**WHAT THE TASK ASKS**
Take the data below and repeat it exactly.
______
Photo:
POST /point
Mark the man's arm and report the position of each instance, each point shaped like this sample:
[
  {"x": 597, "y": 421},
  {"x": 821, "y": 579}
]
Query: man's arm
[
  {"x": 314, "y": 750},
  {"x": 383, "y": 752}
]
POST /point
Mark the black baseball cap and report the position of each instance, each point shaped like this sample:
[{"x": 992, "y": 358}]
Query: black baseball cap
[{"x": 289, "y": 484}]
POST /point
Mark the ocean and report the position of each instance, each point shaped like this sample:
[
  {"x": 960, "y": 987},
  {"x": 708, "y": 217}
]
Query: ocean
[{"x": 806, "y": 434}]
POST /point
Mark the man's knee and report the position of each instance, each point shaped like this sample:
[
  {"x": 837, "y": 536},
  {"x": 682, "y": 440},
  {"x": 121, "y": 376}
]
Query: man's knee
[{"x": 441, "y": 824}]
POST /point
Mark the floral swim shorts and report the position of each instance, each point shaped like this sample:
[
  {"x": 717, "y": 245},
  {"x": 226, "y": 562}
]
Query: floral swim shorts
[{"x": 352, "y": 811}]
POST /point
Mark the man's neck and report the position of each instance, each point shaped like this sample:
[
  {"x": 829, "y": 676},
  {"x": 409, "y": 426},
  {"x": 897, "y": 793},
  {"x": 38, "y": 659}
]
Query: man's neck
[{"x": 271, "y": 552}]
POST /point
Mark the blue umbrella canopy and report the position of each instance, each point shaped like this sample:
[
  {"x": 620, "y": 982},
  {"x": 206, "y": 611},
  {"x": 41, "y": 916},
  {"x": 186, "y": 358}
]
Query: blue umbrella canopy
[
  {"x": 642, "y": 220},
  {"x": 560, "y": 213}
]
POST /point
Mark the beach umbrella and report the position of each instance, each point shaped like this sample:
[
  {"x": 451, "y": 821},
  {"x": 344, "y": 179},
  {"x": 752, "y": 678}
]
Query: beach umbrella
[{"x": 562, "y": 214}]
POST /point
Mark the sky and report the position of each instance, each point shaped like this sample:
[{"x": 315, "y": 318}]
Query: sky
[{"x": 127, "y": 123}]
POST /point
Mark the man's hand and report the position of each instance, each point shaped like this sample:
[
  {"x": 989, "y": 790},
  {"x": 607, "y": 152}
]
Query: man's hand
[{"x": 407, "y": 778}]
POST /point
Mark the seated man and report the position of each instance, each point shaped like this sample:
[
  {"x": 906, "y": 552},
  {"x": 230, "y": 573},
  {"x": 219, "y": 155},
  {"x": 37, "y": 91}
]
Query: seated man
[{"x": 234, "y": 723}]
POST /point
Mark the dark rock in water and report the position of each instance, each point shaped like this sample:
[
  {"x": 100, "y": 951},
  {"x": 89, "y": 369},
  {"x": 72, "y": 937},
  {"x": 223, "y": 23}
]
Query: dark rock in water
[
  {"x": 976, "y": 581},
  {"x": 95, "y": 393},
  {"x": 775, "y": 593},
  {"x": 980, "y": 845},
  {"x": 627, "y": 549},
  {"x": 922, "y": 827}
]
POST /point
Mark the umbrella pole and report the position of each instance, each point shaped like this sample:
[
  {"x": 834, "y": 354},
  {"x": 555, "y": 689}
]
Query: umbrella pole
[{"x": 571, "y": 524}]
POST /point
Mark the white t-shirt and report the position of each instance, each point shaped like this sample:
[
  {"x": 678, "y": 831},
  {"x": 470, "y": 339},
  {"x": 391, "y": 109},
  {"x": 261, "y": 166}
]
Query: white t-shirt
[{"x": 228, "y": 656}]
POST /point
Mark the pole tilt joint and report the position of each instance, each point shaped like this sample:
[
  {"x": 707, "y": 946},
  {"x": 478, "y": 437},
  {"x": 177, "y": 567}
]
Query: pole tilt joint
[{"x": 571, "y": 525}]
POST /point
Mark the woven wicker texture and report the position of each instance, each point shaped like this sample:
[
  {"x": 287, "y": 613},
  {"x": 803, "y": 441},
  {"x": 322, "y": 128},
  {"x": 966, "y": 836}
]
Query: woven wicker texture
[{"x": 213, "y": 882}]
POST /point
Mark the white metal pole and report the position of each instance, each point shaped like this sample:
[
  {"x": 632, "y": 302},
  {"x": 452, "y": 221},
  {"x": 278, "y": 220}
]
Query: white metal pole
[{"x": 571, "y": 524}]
______
**SOLUTION TO THE PROBLEM**
Photo:
POST /point
Mark the man's arm and report the position of each instance, each point shaped like this sample:
[
  {"x": 597, "y": 421},
  {"x": 821, "y": 579}
]
Query: man's arm
[
  {"x": 314, "y": 750},
  {"x": 383, "y": 752}
]
POST /point
Mark the black baseball cap and report the position of each instance, each point shaped like this sample:
[{"x": 992, "y": 358}]
Query: black baseball cap
[{"x": 289, "y": 484}]
POST /point
Mark the ocean and report the position of each instance, each point shaped like this sample:
[
  {"x": 960, "y": 987},
  {"x": 708, "y": 217}
]
Query: ocean
[{"x": 806, "y": 434}]
POST /point
Mark the man's knee and report the position of each instance, each point shaped like this sample:
[
  {"x": 837, "y": 536},
  {"x": 682, "y": 440},
  {"x": 121, "y": 376}
]
Query: man's knee
[{"x": 441, "y": 824}]
POST /point
Mark the floral swim shorts and report the position of each instance, each point shaped like this sample:
[
  {"x": 717, "y": 245},
  {"x": 226, "y": 562}
]
Query: floral swim shorts
[{"x": 352, "y": 811}]
POST /point
Mark the man's neck and report the position of each instance, each point shaped like this sample:
[
  {"x": 829, "y": 676},
  {"x": 409, "y": 426},
  {"x": 897, "y": 793},
  {"x": 38, "y": 659}
]
Query: man's neck
[{"x": 271, "y": 552}]
POST /point
Mark the blue umbrella canopy and report the position of each instance, each point shaped like this sample:
[
  {"x": 620, "y": 982},
  {"x": 206, "y": 611},
  {"x": 41, "y": 916},
  {"x": 186, "y": 358}
]
Query: blue umbrella canopy
[
  {"x": 642, "y": 220},
  {"x": 560, "y": 213}
]
POST /point
Mark the beach umbrella and report the position of each instance, each point shaped like this sample:
[
  {"x": 451, "y": 821},
  {"x": 344, "y": 179},
  {"x": 752, "y": 678}
]
Query: beach umbrella
[{"x": 562, "y": 214}]
POST /point
Mark the sky and report the position of each instance, each point shaped like this sample:
[{"x": 315, "y": 318}]
Query: sky
[{"x": 127, "y": 123}]
POST /point
Mark the man's hand and report the position of each instance, each point shaped like this sample:
[
  {"x": 989, "y": 790},
  {"x": 607, "y": 152}
]
Query: man's hand
[{"x": 407, "y": 778}]
POST /point
Mark the seated man and report the position of each instance, each point shaped like this sample:
[
  {"x": 906, "y": 552},
  {"x": 230, "y": 573},
  {"x": 219, "y": 155},
  {"x": 37, "y": 91}
]
Query: seated man
[{"x": 234, "y": 723}]
POST /point
Mark the dark rock in water and report the position of each instance, each point shaped like this sample:
[
  {"x": 100, "y": 951},
  {"x": 89, "y": 369},
  {"x": 72, "y": 937},
  {"x": 223, "y": 23}
]
Query: dark rock in water
[
  {"x": 976, "y": 581},
  {"x": 95, "y": 393},
  {"x": 775, "y": 593},
  {"x": 980, "y": 845},
  {"x": 627, "y": 549},
  {"x": 922, "y": 827}
]
POST /point
Mark the umbrella pole and report the position of each instance, each point shaped like this sample:
[
  {"x": 834, "y": 354},
  {"x": 555, "y": 689}
]
Query: umbrella pole
[{"x": 571, "y": 524}]
POST /point
Mark the white t-shirt and report the position of each instance, each point shaped like this sample:
[
  {"x": 678, "y": 831},
  {"x": 470, "y": 339},
  {"x": 391, "y": 109},
  {"x": 261, "y": 166}
]
Query: white t-shirt
[{"x": 228, "y": 656}]
POST /point
Mark the pole tilt joint and report the position of each instance, each point shaped like this sample:
[
  {"x": 707, "y": 946},
  {"x": 478, "y": 437},
  {"x": 177, "y": 567}
]
Query: pole tilt joint
[{"x": 571, "y": 525}]
POST /point
Mark the woven wicker texture and report the position of each instance, each point shaped like this sample:
[
  {"x": 287, "y": 613},
  {"x": 803, "y": 441},
  {"x": 322, "y": 128},
  {"x": 966, "y": 836}
]
Query: woven wicker texture
[{"x": 213, "y": 882}]
POST /point
Mark the white metal pole and report the position of each instance, each point shaped like this sample:
[
  {"x": 632, "y": 302},
  {"x": 452, "y": 221},
  {"x": 278, "y": 220}
]
Query: white metal pole
[{"x": 571, "y": 524}]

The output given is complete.